_EXERCISE BRIEF:_ Quote the listing below word for word, with every line in its original order. Leave the pictures out.

_PROVIDED ENTRIES:_
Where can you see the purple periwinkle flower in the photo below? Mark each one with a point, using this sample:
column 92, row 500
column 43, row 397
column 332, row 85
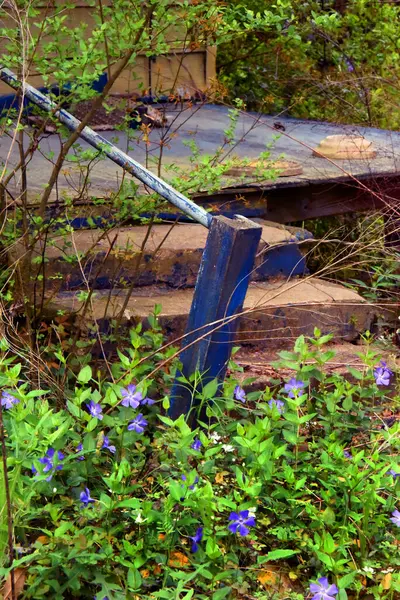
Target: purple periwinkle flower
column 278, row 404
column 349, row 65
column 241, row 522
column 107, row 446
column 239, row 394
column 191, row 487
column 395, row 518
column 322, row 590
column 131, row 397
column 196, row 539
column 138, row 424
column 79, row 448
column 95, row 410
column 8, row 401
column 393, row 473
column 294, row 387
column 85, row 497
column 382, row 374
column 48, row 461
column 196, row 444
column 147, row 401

_COMPLETE ANSWER:_
Where can you see the purple periwinkle flower in the photo below? Mark each one with a point, using this sample:
column 92, row 500
column 43, row 397
column 332, row 85
Target: purple periwinkle flower
column 278, row 404
column 349, row 65
column 241, row 522
column 107, row 446
column 239, row 394
column 191, row 487
column 395, row 518
column 322, row 590
column 131, row 397
column 196, row 539
column 138, row 424
column 79, row 448
column 95, row 410
column 8, row 401
column 393, row 473
column 294, row 387
column 85, row 497
column 382, row 374
column 48, row 461
column 196, row 444
column 147, row 401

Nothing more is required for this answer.